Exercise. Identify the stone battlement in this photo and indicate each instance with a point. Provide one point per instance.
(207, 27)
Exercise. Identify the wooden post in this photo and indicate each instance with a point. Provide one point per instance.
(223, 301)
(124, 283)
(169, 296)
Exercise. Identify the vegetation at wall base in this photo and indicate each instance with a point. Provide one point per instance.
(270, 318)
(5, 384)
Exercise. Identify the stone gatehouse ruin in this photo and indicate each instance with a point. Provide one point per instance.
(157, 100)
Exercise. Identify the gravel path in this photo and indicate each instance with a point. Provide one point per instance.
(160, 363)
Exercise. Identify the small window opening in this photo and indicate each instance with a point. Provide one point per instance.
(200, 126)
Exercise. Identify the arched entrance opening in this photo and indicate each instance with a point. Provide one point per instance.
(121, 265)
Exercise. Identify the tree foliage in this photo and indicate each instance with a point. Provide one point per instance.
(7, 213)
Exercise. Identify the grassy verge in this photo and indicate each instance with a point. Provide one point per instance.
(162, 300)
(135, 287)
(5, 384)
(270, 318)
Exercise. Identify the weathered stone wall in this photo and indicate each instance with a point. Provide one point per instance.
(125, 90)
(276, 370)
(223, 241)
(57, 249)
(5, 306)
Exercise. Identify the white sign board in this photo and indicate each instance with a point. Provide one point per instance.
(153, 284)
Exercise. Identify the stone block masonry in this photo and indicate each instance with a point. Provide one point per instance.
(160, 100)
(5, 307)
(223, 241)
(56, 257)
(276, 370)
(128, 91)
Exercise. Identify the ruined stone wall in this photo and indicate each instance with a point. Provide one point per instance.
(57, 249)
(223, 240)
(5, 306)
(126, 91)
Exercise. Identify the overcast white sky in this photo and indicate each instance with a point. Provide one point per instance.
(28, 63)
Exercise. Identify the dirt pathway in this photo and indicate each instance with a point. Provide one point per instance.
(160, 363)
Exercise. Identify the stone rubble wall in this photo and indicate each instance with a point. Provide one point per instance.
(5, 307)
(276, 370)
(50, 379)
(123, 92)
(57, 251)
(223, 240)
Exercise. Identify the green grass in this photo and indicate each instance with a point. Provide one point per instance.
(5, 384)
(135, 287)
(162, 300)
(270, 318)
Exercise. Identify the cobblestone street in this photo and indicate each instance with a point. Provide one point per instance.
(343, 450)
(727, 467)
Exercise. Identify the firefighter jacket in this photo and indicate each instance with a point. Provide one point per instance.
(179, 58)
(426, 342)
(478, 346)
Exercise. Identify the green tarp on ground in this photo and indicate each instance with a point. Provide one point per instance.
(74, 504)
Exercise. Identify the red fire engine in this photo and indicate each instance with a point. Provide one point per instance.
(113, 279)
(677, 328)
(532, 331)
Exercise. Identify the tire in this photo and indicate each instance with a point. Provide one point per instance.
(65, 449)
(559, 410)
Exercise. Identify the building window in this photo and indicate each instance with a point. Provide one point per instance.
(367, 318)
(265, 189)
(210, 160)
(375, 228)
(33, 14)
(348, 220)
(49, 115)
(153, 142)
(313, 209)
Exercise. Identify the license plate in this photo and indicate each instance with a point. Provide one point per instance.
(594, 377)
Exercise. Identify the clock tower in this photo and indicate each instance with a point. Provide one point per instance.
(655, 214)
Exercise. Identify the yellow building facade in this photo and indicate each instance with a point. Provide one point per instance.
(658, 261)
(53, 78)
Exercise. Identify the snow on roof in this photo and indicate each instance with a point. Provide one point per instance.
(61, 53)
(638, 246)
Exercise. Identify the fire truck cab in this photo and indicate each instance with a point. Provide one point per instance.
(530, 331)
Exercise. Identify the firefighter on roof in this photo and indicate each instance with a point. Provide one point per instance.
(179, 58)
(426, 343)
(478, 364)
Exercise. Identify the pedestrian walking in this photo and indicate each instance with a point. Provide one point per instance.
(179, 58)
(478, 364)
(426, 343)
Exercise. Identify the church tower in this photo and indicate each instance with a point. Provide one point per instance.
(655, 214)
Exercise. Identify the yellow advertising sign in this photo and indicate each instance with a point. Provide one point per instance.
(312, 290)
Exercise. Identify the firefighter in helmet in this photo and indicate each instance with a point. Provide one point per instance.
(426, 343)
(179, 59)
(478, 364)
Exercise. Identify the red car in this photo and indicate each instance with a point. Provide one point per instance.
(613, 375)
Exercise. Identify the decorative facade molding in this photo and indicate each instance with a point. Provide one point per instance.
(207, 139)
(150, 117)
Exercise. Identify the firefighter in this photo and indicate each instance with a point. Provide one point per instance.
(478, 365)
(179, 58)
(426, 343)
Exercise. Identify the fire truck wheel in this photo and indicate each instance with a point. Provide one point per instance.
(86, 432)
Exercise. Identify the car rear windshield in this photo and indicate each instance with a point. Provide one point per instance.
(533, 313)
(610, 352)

= = = =

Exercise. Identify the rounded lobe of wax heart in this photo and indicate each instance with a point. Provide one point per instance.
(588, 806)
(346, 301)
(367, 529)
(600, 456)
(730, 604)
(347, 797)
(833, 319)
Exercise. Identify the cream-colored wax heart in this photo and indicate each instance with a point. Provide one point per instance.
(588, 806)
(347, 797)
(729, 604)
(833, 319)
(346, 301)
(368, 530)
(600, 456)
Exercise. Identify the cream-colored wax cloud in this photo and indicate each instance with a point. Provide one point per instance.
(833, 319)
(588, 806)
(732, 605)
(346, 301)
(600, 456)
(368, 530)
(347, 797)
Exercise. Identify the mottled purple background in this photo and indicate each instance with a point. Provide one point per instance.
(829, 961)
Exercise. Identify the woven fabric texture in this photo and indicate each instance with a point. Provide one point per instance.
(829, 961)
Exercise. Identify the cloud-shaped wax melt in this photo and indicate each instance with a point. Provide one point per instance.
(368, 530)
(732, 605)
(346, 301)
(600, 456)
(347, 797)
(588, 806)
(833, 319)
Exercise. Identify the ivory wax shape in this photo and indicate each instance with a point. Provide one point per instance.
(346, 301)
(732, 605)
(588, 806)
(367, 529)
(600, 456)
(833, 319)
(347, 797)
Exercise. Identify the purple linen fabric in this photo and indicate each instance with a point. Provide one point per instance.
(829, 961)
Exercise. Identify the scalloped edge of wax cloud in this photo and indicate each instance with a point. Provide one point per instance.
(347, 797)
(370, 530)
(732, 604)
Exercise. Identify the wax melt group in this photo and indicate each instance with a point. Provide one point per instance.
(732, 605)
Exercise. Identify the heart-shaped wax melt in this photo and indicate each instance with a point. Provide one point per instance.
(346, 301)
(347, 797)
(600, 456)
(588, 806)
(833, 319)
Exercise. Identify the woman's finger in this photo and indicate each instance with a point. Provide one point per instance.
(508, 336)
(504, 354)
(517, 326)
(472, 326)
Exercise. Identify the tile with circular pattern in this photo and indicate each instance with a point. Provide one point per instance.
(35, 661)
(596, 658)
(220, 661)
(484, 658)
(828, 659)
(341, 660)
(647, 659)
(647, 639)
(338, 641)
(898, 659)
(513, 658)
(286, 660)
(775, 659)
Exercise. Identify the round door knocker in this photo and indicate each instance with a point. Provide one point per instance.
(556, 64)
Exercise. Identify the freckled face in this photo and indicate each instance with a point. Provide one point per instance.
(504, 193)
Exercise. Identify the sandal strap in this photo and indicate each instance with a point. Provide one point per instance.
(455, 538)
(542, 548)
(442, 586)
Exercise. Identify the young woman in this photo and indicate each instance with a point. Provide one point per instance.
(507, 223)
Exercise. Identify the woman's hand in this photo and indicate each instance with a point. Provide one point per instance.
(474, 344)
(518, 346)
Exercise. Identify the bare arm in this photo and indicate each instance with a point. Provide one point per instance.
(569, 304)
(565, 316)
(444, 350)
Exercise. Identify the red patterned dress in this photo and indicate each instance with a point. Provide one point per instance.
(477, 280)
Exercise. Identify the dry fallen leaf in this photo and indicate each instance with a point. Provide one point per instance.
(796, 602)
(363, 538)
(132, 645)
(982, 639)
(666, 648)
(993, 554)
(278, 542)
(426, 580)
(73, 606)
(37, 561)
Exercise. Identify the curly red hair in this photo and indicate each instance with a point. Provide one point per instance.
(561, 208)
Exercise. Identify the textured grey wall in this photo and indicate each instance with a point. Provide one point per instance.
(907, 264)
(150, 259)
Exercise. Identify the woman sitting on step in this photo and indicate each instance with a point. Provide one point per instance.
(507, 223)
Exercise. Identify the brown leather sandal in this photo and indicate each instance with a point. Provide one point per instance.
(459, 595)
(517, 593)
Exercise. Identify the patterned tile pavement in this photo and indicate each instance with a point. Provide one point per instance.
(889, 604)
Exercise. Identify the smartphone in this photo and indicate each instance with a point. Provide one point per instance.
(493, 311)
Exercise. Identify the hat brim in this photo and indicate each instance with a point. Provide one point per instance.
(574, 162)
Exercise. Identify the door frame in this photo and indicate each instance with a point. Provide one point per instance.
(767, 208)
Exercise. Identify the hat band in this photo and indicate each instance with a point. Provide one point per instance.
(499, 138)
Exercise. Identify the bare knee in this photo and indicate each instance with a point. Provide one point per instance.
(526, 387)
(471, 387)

= = = =

Objective
Identify every row above that contains the word "melt", matching case exactly, and copy each of those rows in full.

Result of the exercise
Exercise. Identify the cloud-shaped wax melt in this photo and indicate each instance with a point. Provide one point per instance.
Exercise. Identify the wax melt group in this photo and indicate each instance with a point. Provide one point per instance.
Exercise. Identify the heart-shaped wax melt in this photo and indicate each instance with a point. Provide one point per instance.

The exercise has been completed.